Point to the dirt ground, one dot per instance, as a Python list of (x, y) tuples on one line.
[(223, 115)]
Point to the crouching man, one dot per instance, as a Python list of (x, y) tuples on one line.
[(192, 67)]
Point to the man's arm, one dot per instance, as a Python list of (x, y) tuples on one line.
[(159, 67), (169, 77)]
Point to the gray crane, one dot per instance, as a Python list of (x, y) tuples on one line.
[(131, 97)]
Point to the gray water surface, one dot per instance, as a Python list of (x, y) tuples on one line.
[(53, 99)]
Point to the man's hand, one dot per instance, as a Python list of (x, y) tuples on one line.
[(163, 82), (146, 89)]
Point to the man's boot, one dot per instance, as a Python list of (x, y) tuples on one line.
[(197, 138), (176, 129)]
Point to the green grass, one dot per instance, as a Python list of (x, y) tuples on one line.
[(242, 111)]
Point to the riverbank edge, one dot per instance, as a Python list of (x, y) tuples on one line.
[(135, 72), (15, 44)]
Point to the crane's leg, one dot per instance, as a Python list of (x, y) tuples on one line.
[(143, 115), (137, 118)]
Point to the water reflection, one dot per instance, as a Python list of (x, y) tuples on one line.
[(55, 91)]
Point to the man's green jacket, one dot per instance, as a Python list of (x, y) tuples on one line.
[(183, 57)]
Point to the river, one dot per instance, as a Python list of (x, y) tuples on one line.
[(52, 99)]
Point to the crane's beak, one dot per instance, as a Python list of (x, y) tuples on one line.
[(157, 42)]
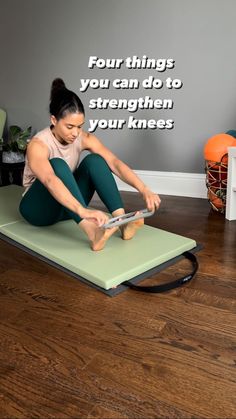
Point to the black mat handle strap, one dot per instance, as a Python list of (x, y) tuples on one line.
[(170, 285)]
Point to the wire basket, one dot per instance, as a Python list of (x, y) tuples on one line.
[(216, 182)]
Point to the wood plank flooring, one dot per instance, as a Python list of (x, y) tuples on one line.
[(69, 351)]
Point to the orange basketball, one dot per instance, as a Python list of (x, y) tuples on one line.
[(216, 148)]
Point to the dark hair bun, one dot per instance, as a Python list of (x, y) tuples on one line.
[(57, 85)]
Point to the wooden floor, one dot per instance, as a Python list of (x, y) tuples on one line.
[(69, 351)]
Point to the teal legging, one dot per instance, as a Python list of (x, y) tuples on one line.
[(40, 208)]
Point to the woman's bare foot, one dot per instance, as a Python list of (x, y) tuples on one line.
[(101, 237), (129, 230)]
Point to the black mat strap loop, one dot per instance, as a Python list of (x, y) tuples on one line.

--------

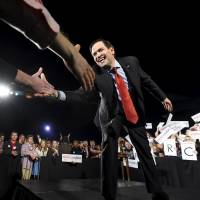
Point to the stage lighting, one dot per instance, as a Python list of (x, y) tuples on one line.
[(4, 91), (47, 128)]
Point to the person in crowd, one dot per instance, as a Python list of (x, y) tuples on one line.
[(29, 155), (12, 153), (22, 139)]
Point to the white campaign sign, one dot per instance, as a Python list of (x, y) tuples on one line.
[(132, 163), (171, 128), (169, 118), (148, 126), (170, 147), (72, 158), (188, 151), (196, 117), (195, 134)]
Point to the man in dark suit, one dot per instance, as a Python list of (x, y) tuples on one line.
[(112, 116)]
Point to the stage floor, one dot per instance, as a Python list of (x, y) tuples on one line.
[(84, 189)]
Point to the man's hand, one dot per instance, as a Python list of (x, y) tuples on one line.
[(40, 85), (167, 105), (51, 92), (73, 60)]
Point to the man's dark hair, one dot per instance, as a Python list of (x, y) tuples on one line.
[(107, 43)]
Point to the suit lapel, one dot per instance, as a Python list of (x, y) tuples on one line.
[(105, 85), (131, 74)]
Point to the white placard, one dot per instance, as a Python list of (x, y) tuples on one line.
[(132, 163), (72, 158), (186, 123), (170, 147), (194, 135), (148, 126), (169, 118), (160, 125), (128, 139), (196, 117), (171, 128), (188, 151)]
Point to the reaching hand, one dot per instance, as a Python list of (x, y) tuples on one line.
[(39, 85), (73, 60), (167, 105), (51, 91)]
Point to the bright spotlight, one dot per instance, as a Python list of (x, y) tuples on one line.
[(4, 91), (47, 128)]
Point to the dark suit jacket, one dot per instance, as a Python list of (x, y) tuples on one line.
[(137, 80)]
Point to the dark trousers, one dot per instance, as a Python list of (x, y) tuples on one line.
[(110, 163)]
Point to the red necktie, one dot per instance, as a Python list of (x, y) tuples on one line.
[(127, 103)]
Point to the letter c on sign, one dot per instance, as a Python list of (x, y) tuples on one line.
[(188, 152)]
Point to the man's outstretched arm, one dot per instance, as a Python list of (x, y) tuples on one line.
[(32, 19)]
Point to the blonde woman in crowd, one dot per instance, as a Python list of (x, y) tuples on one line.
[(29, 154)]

--------

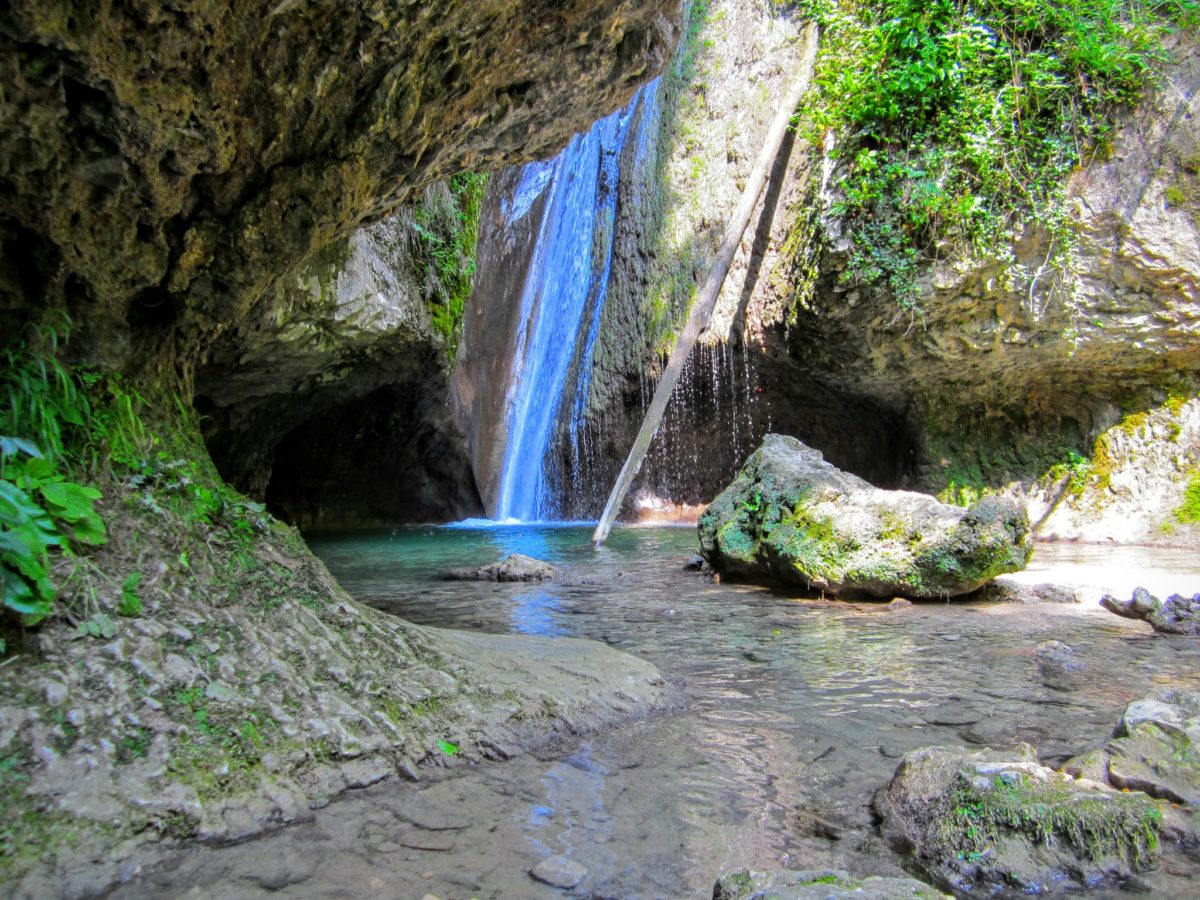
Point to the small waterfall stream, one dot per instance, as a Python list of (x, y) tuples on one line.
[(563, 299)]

--------

▶ _Objective_: Retype the lines starting at the line that contains "Point to the stage floor, one" and ending at the line that contains "[(105, 85), (131, 74)]", with both of those lines included and nothing altered.

▶ _Response to the task_:
Point to the stage floor, one dot per instance, as a Python list of (x, y) tuples on one line.
[(84, 189)]
Point to the man's hand, one dot per instance, as a Python list of (x, y) tuples on one line.
[(40, 85), (167, 105), (51, 92), (73, 60)]
Point to the man's dark hair, one dot per instance, as a Python list of (x, y) tuples on one line.
[(107, 43)]
Point to the suit lapel, one dot per instance, as a Python list of (x, y) tuples on one line.
[(105, 85), (131, 74)]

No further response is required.